### Problem
Which of the lines in the data mention the string "each"? List them all.

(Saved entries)
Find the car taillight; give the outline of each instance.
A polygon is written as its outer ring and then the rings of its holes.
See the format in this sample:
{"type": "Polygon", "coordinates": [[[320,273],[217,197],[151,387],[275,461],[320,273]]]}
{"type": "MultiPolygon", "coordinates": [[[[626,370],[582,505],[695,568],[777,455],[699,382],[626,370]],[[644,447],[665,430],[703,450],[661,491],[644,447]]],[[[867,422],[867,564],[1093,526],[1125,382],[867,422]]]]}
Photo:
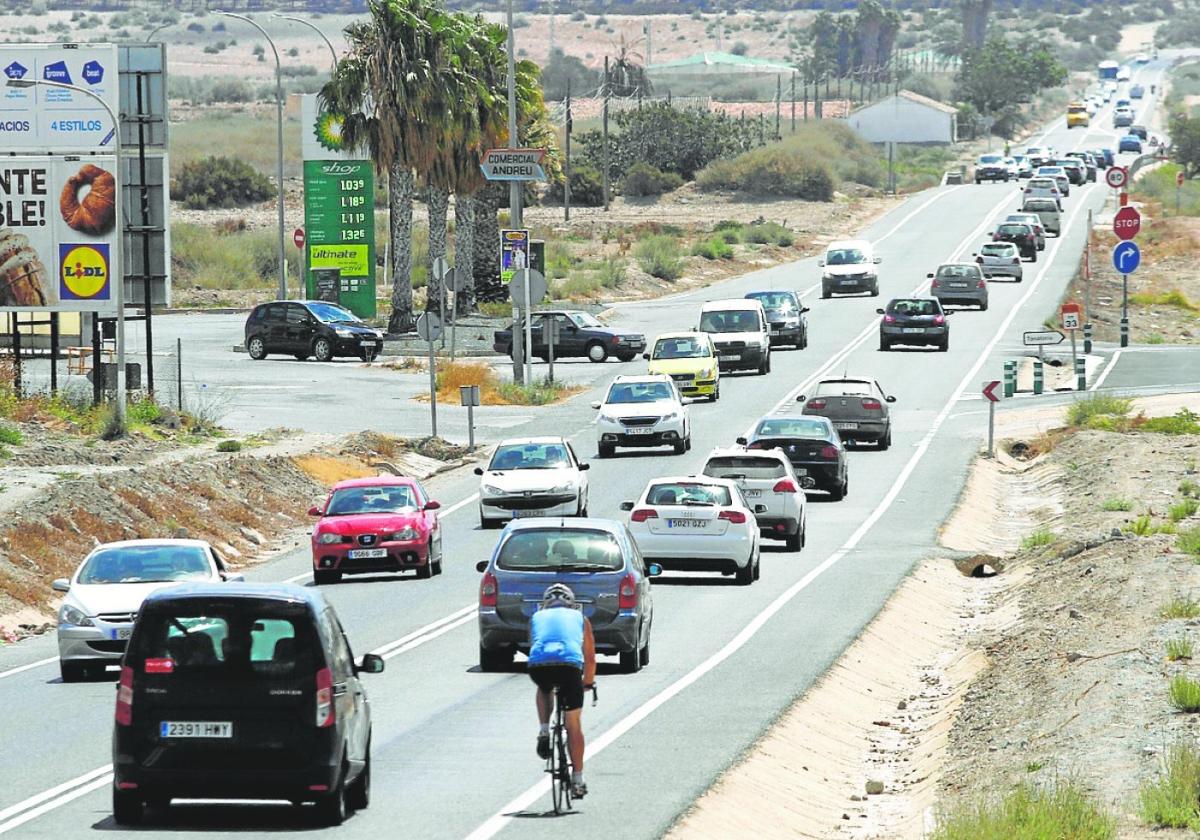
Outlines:
{"type": "MultiPolygon", "coordinates": [[[[789,481],[788,484],[791,484],[789,481]]],[[[775,485],[778,487],[779,485],[775,485]]],[[[741,525],[746,521],[746,514],[740,510],[723,510],[717,514],[717,519],[724,519],[726,522],[732,522],[734,525],[741,525]]]]}
{"type": "Polygon", "coordinates": [[[939,325],[939,326],[940,326],[940,325],[942,325],[942,324],[946,323],[946,317],[945,317],[944,315],[934,315],[934,316],[933,316],[933,323],[935,323],[935,324],[937,324],[937,325],[939,325]]]}
{"type": "Polygon", "coordinates": [[[980,281],[979,281],[979,282],[978,282],[976,285],[977,285],[979,288],[981,288],[981,289],[986,289],[986,288],[987,288],[987,281],[986,281],[986,280],[980,280],[980,281]]]}
{"type": "Polygon", "coordinates": [[[647,519],[658,519],[658,511],[651,508],[638,508],[629,515],[630,522],[645,522],[647,519]]]}
{"type": "Polygon", "coordinates": [[[620,344],[620,343],[621,343],[621,337],[619,335],[614,335],[613,336],[613,344],[620,344]]]}
{"type": "MultiPolygon", "coordinates": [[[[890,317],[890,316],[885,316],[885,320],[887,317],[890,317]]],[[[895,319],[893,319],[893,320],[895,320],[895,319]]],[[[824,408],[825,400],[809,400],[808,407],[809,408],[824,408]]]]}
{"type": "Polygon", "coordinates": [[[883,409],[883,403],[881,403],[879,400],[864,399],[862,401],[862,407],[867,411],[880,411],[883,409]]]}
{"type": "Polygon", "coordinates": [[[322,668],[317,671],[317,726],[322,729],[333,726],[334,717],[333,671],[322,668]]]}
{"type": "Polygon", "coordinates": [[[756,440],[753,443],[747,444],[747,449],[766,449],[766,445],[761,440],[756,440]]]}
{"type": "Polygon", "coordinates": [[[142,666],[147,674],[170,674],[175,670],[174,659],[147,659],[142,666]]]}
{"type": "MultiPolygon", "coordinates": [[[[936,277],[934,277],[932,280],[929,281],[929,288],[931,288],[931,289],[936,289],[940,285],[941,285],[941,281],[939,281],[936,277]]],[[[890,315],[885,315],[883,320],[886,321],[888,318],[891,318],[891,317],[892,316],[890,316],[890,315]]]]}
{"type": "Polygon", "coordinates": [[[117,683],[117,724],[130,726],[133,723],[133,668],[121,666],[121,679],[117,683]]]}
{"type": "Polygon", "coordinates": [[[633,573],[621,579],[621,588],[617,590],[617,608],[622,610],[637,609],[637,581],[633,573]]]}
{"type": "Polygon", "coordinates": [[[992,234],[993,242],[997,241],[998,239],[1000,239],[1000,231],[996,231],[995,233],[992,234]]]}
{"type": "Polygon", "coordinates": [[[496,596],[499,594],[500,584],[496,581],[496,576],[491,572],[484,572],[483,580],[479,581],[479,606],[496,606],[496,596]]]}
{"type": "Polygon", "coordinates": [[[826,445],[826,446],[821,447],[821,457],[822,458],[832,458],[832,459],[836,460],[837,456],[838,456],[838,450],[837,450],[836,446],[826,445]]]}
{"type": "Polygon", "coordinates": [[[983,257],[976,257],[976,258],[975,258],[975,262],[977,262],[977,263],[982,263],[982,262],[983,262],[983,257]]]}
{"type": "MultiPolygon", "coordinates": [[[[776,493],[795,493],[796,482],[792,481],[790,478],[781,478],[779,481],[775,482],[775,486],[771,489],[776,493]]],[[[722,514],[722,518],[724,518],[724,514],[722,514]]]]}
{"type": "Polygon", "coordinates": [[[1020,258],[1020,257],[1013,257],[1013,258],[1012,258],[1012,264],[1013,264],[1013,265],[1020,265],[1020,264],[1021,264],[1021,258],[1020,258]]]}
{"type": "Polygon", "coordinates": [[[895,315],[884,315],[884,316],[883,316],[883,323],[885,323],[885,324],[894,324],[894,323],[896,323],[896,316],[895,316],[895,315]]]}

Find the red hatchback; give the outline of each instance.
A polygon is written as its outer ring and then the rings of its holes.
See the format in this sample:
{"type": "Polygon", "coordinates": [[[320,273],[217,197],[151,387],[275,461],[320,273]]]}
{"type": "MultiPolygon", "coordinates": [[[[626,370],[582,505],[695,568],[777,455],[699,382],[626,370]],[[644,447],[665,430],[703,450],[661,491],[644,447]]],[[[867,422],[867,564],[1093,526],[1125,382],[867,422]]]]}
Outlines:
{"type": "Polygon", "coordinates": [[[412,478],[375,476],[339,481],[312,533],[313,580],[337,583],[342,575],[416,569],[417,577],[442,573],[442,530],[437,510],[412,478]]]}

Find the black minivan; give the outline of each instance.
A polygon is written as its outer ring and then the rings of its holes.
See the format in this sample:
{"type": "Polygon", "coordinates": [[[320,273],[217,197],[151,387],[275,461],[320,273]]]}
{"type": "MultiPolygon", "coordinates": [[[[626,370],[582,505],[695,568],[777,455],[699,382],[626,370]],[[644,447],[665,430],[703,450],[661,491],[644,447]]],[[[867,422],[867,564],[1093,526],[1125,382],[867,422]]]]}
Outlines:
{"type": "Polygon", "coordinates": [[[314,802],[338,825],[366,808],[371,708],[320,592],[288,584],[181,584],[142,604],[121,661],[113,819],[172,798],[314,802]]]}
{"type": "Polygon", "coordinates": [[[246,352],[251,359],[286,353],[304,361],[328,362],[334,356],[375,360],[383,351],[383,333],[348,309],[323,300],[260,303],[246,319],[246,352]]]}

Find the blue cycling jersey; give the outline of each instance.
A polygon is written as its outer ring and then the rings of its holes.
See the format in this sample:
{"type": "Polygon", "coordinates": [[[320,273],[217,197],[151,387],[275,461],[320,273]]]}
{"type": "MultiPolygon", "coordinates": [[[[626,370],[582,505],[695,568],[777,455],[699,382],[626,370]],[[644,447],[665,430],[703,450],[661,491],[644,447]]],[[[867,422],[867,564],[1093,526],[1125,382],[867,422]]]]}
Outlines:
{"type": "Polygon", "coordinates": [[[538,610],[529,619],[529,664],[583,668],[583,613],[567,607],[538,610]]]}

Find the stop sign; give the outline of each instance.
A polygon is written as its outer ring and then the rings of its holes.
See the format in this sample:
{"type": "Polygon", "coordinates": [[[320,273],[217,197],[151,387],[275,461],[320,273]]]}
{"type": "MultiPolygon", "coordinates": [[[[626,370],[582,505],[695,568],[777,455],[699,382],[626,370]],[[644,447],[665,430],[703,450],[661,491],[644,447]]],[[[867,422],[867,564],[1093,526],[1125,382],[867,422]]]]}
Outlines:
{"type": "Polygon", "coordinates": [[[1113,216],[1113,233],[1118,239],[1133,239],[1142,229],[1142,215],[1133,207],[1122,207],[1113,216]]]}
{"type": "Polygon", "coordinates": [[[297,248],[300,248],[303,250],[303,248],[304,248],[304,228],[296,228],[296,232],[292,234],[292,241],[296,243],[297,248]]]}

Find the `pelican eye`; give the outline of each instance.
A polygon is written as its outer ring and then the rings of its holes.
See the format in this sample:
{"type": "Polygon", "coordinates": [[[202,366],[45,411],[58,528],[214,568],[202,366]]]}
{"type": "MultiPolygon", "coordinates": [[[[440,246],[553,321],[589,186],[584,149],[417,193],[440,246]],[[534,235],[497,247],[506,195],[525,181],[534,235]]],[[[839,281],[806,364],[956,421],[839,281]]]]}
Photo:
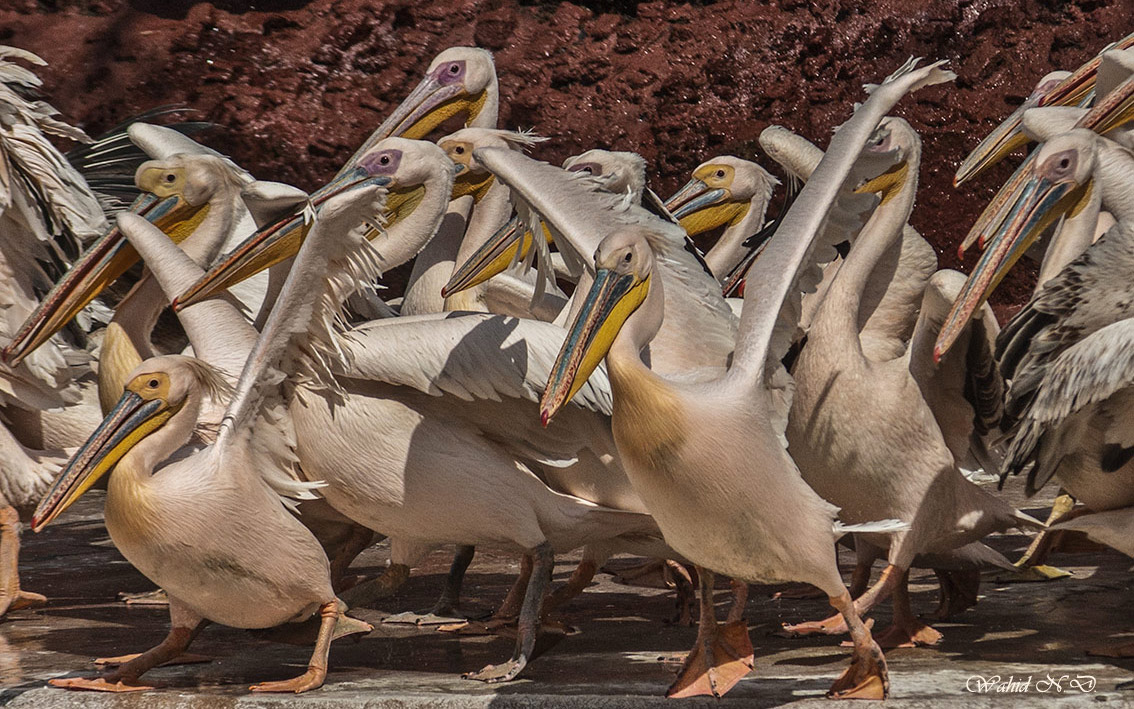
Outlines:
{"type": "Polygon", "coordinates": [[[1068,160],[1067,158],[1063,158],[1062,160],[1060,160],[1060,161],[1059,161],[1059,169],[1060,169],[1060,170],[1066,170],[1066,169],[1067,169],[1067,167],[1068,167],[1068,166],[1069,166],[1070,164],[1071,164],[1071,161],[1070,161],[1070,160],[1068,160]]]}
{"type": "Polygon", "coordinates": [[[457,66],[456,64],[450,64],[449,65],[449,73],[450,74],[460,74],[461,73],[461,67],[457,66]]]}
{"type": "Polygon", "coordinates": [[[161,382],[159,382],[159,381],[158,381],[158,380],[156,380],[156,379],[151,379],[151,380],[150,380],[150,381],[149,381],[149,382],[147,383],[147,386],[148,386],[148,387],[149,387],[150,389],[157,389],[157,388],[158,388],[159,386],[161,386],[161,382]]]}
{"type": "Polygon", "coordinates": [[[717,177],[724,177],[724,170],[717,170],[717,177]]]}
{"type": "Polygon", "coordinates": [[[165,173],[166,182],[174,182],[175,180],[177,180],[177,175],[174,175],[172,172],[165,173]]]}
{"type": "Polygon", "coordinates": [[[464,155],[465,154],[465,146],[458,145],[457,147],[453,148],[453,152],[456,153],[457,155],[464,155]]]}
{"type": "Polygon", "coordinates": [[[382,157],[378,158],[378,164],[379,165],[389,165],[390,164],[390,156],[389,155],[383,155],[382,157]]]}
{"type": "Polygon", "coordinates": [[[631,258],[633,258],[633,256],[630,254],[629,251],[627,251],[626,255],[622,257],[622,262],[623,263],[630,263],[631,258]]]}

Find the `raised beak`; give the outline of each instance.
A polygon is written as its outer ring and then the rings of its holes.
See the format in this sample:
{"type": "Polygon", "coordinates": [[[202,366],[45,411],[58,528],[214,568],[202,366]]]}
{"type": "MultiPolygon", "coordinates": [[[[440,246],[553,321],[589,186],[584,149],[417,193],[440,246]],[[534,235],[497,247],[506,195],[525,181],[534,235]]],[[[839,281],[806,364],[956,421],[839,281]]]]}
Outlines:
{"type": "Polygon", "coordinates": [[[1034,102],[1025,101],[1003,123],[996,126],[996,129],[989,133],[984,140],[980,141],[980,144],[973,148],[973,151],[969,153],[961,166],[957,168],[957,174],[953,176],[953,186],[960,187],[1003,160],[1016,148],[1027,145],[1029,139],[1021,129],[1021,125],[1024,121],[1024,112],[1034,107],[1034,102]]]}
{"type": "Polygon", "coordinates": [[[1008,178],[1008,181],[993,195],[992,199],[981,211],[980,216],[973,222],[969,233],[965,235],[961,245],[957,247],[957,258],[963,259],[965,251],[974,243],[984,249],[985,242],[990,234],[995,233],[1008,218],[1009,213],[1016,208],[1020,193],[1024,189],[1029,176],[1035,169],[1035,153],[1030,153],[1008,178]]]}
{"type": "MultiPolygon", "coordinates": [[[[130,205],[130,211],[145,217],[175,242],[181,242],[205,218],[209,205],[206,202],[193,206],[180,195],[161,198],[143,192],[130,205]]],[[[111,228],[47,292],[0,356],[11,366],[18,365],[139,260],[138,252],[118,227],[111,228]]]]}
{"type": "MultiPolygon", "coordinates": [[[[551,243],[551,235],[547,227],[544,227],[544,237],[548,243],[551,243]]],[[[496,274],[502,273],[513,263],[527,258],[531,250],[532,233],[520,228],[519,217],[512,217],[453,271],[453,276],[441,289],[441,297],[448,298],[454,293],[484,283],[496,274]]]]}
{"type": "Polygon", "coordinates": [[[479,202],[488,192],[488,188],[492,186],[492,181],[496,176],[487,170],[483,173],[476,173],[466,165],[454,164],[459,169],[453,176],[453,193],[450,199],[460,199],[465,195],[472,195],[472,198],[479,202]]]}
{"type": "Polygon", "coordinates": [[[123,393],[40,500],[32,516],[32,530],[38,532],[50,524],[114,468],[138,441],[160,428],[175,413],[177,410],[162,399],[146,400],[132,391],[123,393]]]}
{"type": "Polygon", "coordinates": [[[1093,181],[1079,185],[1072,181],[1051,182],[1032,176],[1019,189],[1000,228],[993,233],[972,274],[965,281],[957,300],[937,335],[934,361],[940,361],[964,331],[972,314],[984,304],[992,291],[1028,250],[1039,235],[1056,219],[1078,214],[1090,200],[1093,181]]]}
{"type": "Polygon", "coordinates": [[[1134,119],[1134,76],[1101,97],[1079,121],[1082,128],[1090,128],[1106,135],[1134,119]]]}
{"type": "Polygon", "coordinates": [[[650,290],[650,277],[619,274],[600,268],[583,307],[567,331],[567,339],[540,399],[540,421],[546,426],[582,388],[614,344],[627,318],[650,290]]]}
{"type": "Polygon", "coordinates": [[[337,175],[312,193],[308,204],[302,209],[257,229],[256,233],[221,256],[200,280],[173,299],[173,309],[180,310],[187,305],[200,302],[280,261],[295,256],[299,253],[299,247],[303,244],[303,239],[311,229],[319,210],[331,197],[356,187],[386,185],[389,182],[389,177],[371,177],[361,167],[337,175]]]}
{"type": "Polygon", "coordinates": [[[353,167],[357,158],[365,155],[379,141],[391,136],[421,140],[459,113],[467,113],[471,118],[480,112],[486,98],[487,94],[483,91],[477,96],[470,96],[465,91],[464,84],[443,84],[430,74],[398,104],[378,130],[367,138],[347,163],[347,167],[353,167]]]}

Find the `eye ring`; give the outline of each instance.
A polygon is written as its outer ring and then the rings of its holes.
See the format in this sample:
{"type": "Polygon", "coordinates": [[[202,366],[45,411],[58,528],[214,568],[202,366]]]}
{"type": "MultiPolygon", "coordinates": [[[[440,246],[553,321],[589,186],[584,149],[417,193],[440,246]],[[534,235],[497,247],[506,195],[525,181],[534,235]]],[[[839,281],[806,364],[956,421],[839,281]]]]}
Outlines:
{"type": "Polygon", "coordinates": [[[622,257],[622,262],[623,263],[630,263],[630,259],[632,259],[633,257],[634,257],[633,254],[631,254],[629,251],[627,251],[626,255],[622,257]]]}
{"type": "Polygon", "coordinates": [[[383,164],[383,165],[389,165],[390,164],[390,156],[389,155],[383,155],[382,157],[378,158],[378,162],[383,164]]]}
{"type": "Polygon", "coordinates": [[[457,64],[450,64],[449,65],[449,73],[450,74],[459,74],[459,73],[461,73],[461,67],[458,66],[457,64]]]}
{"type": "Polygon", "coordinates": [[[724,170],[717,170],[717,177],[724,177],[724,170]]]}
{"type": "Polygon", "coordinates": [[[150,380],[150,381],[149,381],[149,382],[147,383],[147,385],[149,386],[149,388],[150,388],[150,389],[157,389],[157,388],[158,388],[159,386],[161,386],[161,382],[159,382],[159,381],[158,381],[158,380],[156,380],[156,379],[151,379],[151,380],[150,380]]]}
{"type": "Polygon", "coordinates": [[[1059,161],[1059,169],[1060,170],[1066,170],[1070,165],[1071,165],[1071,160],[1069,160],[1066,157],[1059,161]]]}
{"type": "Polygon", "coordinates": [[[166,182],[174,182],[176,180],[177,180],[177,175],[174,175],[172,172],[165,173],[165,181],[166,182]]]}
{"type": "Polygon", "coordinates": [[[457,147],[453,148],[453,152],[456,153],[457,155],[464,155],[465,154],[465,146],[458,145],[457,147]]]}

### Exercise result
Find the car taillight; give the outline of each instance.
Find the red hatchback; give the outline of each instance.
Find the black minivan; give the outline of each instance.
Find the blue cycling jersey; give the outline of each instance.
Find the stop sign; give the outline of each instance.
Find the `pelican eye`; give the outline of each instance.
Find the `raised beak`; give the outline of each instance.
Find the `eye ring`; give the outline of each instance.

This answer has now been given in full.